-- What you need to do --
A: In the text on the First Gentleman's Senate testimony, what annual risk of a recurrent dissecting aneurysm did Dr. Sibulo admit for his patient?
B: Reproduce the passage of the text on the First Gentleman's Senate testimony starting with "Even opposition Sen." and going on through "the heart surgery.", substituting "fierce critic" for "arch critic".

Selected text below:

Biazon tried to lead the doctor into saying the different levels of “stress” tests would show his patient’s medical condition is in no danger by testifying at the Senate. This was after the chief legal counsel of the First Gentleman was quoted as saying in media that Dr. Sibulo allows his patient to play golf but advised against testifying before the Senate.

Describing his patient as “too emotional” to succumb to dangerous level of stress, Dr. Sibulo impressed upon the Senators that it would be too risky to compare such stress condition to the physical exertion that he gets in playing golf to the emotional stress if he testifies at the Senate.

Dr. Sibulo explained Arroyo’s present health status might worsen if he will not avoid “mentally stressful” activities. He offered as an acceptable mode for his patient a written deposition where there will be no “face to face” confrontation with the Senators who would interrogate him. Such “mental stimulus,” the doctor warned, could be a compounding situation to the cardiovascular problem of his patient. The risk for a recurrent dissecting aneurysm of his patient, he admitted, is 20 percent annually and survival among this kind of cases is only 50 percent in 5 years.

Despite treading on this legally-protected “confidentiality” of medical record of the patient, Biazon asked matters that should be personal knowledge already of the First Gentleman. He asked the doctor whether his patient bets on his golf games which he says could add to the stress. It was no wonder why the feisty Miriam failed to control her much vaunted sharp-tongue when she finally cut down Biazon at the next round of his questions yesterday to the other witnesses.

Even opposition Sen. Panfilo “Ping” Lacson, a known arch critic of the First Gentleman, was Christian enough to relent by not forcing the presidential spouse to appear at the Senate hearing. Lacson noted the First Gentleman is a “walking time bomb” to describe the latter’s medical condition even after more than two years since the heart surgery.

Also a bitter critic of the First Gentleman, opposition Sen. Alan Peter Cayetano expressed his willingness to accept a compromise arrangement. Supported by his “Ate” Sen. Pia Cayetano, Alan is willing to allow the presidential spouse to appear via remote arrangement through the Webcam to personally answer the Senators. But both insisted a medical excuse should not be a security blanket for whatever liability the First Gentleman must face and answer.

End of Selected text.
Extracted material below:

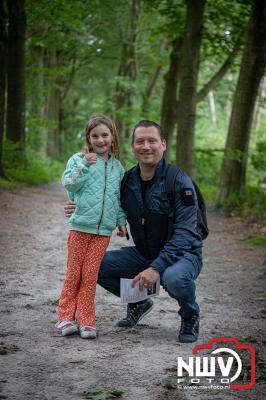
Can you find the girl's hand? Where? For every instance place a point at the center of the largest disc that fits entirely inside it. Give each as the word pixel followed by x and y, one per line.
pixel 122 231
pixel 91 157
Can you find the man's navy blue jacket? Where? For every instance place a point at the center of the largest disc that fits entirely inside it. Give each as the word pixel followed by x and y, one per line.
pixel 149 222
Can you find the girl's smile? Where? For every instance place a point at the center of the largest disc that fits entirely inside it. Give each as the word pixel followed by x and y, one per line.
pixel 100 139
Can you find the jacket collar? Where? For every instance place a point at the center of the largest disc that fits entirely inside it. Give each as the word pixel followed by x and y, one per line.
pixel 160 169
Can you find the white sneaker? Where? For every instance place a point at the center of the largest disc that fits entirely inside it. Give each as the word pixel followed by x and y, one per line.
pixel 88 331
pixel 67 327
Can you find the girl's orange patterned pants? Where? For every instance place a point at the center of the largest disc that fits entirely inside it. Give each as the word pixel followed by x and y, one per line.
pixel 85 253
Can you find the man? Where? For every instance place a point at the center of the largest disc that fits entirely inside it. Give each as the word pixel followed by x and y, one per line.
pixel 176 260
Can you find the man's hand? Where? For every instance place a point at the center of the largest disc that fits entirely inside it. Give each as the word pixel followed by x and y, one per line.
pixel 91 157
pixel 146 278
pixel 122 231
pixel 69 208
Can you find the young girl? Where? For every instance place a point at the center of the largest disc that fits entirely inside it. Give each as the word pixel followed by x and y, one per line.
pixel 92 179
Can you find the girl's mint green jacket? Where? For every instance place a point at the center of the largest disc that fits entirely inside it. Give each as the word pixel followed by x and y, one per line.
pixel 95 188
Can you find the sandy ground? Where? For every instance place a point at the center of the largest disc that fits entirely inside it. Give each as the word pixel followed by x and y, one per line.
pixel 38 364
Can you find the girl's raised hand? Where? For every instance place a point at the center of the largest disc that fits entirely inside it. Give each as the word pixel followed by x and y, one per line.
pixel 91 157
pixel 122 231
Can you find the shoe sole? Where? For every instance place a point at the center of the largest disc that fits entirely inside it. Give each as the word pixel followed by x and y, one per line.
pixel 88 336
pixel 143 315
pixel 69 331
pixel 188 340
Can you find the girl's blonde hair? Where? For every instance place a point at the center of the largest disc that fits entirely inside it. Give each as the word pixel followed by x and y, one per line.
pixel 99 119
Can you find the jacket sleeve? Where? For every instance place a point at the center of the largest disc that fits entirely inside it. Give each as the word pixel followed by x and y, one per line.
pixel 121 216
pixel 75 174
pixel 184 230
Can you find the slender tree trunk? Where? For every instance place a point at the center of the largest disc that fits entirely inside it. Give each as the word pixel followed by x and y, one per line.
pixel 3 55
pixel 151 83
pixel 16 72
pixel 169 102
pixel 52 110
pixel 37 100
pixel 188 86
pixel 212 108
pixel 233 171
pixel 128 71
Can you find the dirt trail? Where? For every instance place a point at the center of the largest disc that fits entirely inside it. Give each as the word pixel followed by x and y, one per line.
pixel 38 364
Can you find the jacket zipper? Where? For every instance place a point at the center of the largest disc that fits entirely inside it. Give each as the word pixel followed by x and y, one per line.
pixel 105 179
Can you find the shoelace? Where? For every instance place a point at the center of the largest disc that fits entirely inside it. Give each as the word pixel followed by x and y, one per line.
pixel 131 312
pixel 189 325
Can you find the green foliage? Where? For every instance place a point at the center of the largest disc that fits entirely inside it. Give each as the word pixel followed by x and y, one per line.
pixel 251 204
pixel 101 393
pixel 258 158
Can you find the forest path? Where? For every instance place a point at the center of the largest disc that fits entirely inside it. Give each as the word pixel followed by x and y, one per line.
pixel 38 364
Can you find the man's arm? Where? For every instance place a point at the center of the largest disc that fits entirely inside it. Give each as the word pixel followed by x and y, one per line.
pixel 185 237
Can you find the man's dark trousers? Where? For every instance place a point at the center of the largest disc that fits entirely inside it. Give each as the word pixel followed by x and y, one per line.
pixel 177 279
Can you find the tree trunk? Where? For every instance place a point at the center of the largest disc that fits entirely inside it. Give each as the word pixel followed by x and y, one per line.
pixel 127 73
pixel 169 102
pixel 188 86
pixel 3 54
pixel 212 108
pixel 16 72
pixel 52 110
pixel 38 141
pixel 233 171
pixel 151 83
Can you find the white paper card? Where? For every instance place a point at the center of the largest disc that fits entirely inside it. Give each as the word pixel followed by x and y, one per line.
pixel 129 294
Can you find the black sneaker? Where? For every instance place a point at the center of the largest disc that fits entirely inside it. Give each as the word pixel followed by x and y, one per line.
pixel 135 312
pixel 189 330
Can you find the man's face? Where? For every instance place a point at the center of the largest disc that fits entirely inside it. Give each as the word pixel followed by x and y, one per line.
pixel 148 147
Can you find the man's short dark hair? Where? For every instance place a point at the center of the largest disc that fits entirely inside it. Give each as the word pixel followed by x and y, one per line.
pixel 146 124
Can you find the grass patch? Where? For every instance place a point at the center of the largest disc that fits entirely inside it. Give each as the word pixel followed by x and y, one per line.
pixel 257 240
pixel 101 393
pixel 31 169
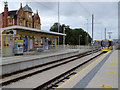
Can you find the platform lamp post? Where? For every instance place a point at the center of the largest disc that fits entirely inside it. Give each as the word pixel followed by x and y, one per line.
pixel 58 23
pixel 64 38
pixel 79 39
pixel 87 35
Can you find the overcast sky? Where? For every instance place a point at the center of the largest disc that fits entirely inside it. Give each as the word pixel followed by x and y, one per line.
pixel 75 14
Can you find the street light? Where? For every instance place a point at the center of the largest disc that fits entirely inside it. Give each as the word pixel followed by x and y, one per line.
pixel 79 39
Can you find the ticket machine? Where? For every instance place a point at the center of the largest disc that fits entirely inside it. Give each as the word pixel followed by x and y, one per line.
pixel 18 47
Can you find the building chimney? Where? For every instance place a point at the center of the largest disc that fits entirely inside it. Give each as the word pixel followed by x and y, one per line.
pixel 20 5
pixel 37 12
pixel 5 14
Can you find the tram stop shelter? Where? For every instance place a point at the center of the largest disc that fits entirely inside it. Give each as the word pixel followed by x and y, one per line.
pixel 33 39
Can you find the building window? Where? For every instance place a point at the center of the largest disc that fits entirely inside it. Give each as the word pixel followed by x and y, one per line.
pixel 29 16
pixel 36 26
pixel 21 12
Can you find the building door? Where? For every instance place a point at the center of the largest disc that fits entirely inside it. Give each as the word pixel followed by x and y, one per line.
pixel 25 43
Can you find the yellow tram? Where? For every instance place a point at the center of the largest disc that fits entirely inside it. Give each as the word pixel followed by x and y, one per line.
pixel 106 45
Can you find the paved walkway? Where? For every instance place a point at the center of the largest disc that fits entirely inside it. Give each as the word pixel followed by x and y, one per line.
pixel 20 58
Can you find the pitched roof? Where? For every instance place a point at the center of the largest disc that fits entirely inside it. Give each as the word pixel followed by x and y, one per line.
pixel 27 8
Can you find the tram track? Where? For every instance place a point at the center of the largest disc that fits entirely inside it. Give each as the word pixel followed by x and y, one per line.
pixel 39 69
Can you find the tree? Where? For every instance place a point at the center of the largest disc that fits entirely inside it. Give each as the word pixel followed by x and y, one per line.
pixel 72 35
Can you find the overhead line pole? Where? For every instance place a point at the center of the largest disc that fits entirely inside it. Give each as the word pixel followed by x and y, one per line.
pixel 92 31
pixel 58 22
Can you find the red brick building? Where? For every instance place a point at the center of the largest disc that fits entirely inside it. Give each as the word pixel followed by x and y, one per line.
pixel 21 17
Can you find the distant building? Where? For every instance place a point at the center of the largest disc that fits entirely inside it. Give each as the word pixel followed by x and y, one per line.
pixel 21 31
pixel 22 17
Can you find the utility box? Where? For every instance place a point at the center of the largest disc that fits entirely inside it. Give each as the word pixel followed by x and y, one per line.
pixel 18 47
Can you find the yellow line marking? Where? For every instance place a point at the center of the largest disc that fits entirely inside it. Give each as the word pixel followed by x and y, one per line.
pixel 113 64
pixel 17 58
pixel 79 72
pixel 110 72
pixel 106 86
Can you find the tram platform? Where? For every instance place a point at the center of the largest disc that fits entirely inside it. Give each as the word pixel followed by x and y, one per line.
pixel 102 73
pixel 16 63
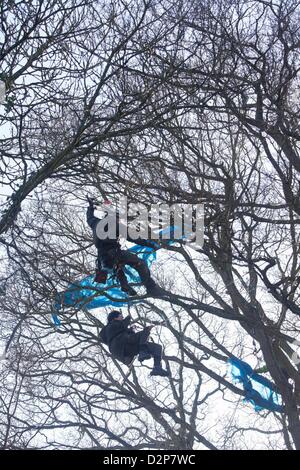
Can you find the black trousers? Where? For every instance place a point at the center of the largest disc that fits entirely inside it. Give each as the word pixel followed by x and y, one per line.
pixel 113 257
pixel 139 343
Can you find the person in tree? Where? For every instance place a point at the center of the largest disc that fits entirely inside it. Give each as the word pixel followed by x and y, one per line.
pixel 111 258
pixel 124 344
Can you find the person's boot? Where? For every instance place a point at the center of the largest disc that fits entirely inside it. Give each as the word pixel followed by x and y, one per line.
pixel 144 356
pixel 158 370
pixel 154 290
pixel 129 290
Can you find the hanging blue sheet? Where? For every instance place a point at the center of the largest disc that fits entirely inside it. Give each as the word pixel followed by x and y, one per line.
pixel 259 390
pixel 88 294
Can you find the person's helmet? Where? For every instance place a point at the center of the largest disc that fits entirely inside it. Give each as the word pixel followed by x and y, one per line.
pixel 113 314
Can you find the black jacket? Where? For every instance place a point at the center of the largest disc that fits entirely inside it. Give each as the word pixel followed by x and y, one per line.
pixel 122 341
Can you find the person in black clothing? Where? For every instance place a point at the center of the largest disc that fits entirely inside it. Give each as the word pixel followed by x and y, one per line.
pixel 124 344
pixel 112 258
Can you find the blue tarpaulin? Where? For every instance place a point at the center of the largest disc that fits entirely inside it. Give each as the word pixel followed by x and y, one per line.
pixel 89 294
pixel 259 390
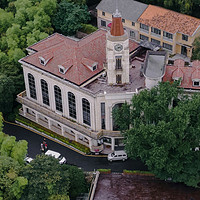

End of Extracted material.

-- Answers for this exercise --
A: 20 percent annually

B:
Even opposition Sen. Panfilo “Ping” Lacson, a known fierce critic of the First Gentleman, was Christian enough to relent by not forcing the presidential spouse to appear at the Senate hearing. Lacson noted the First Gentleman is a “walking time bomb” to describe the latter’s medical condition even after more than two years since the heart surgery.